(Point-per-instance localization data)

------

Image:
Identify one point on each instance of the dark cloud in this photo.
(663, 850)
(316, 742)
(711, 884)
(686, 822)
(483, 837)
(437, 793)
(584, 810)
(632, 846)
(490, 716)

------

* WORK REQUEST:
Copy exactly the line containing "Identify one point" and every line after it, ending with the last line of the records above.

* TASK SOLUTION:
Identify one point on each instance of the dark cloud in this photo.
(663, 850)
(316, 742)
(711, 884)
(686, 822)
(483, 837)
(437, 793)
(584, 810)
(632, 846)
(490, 716)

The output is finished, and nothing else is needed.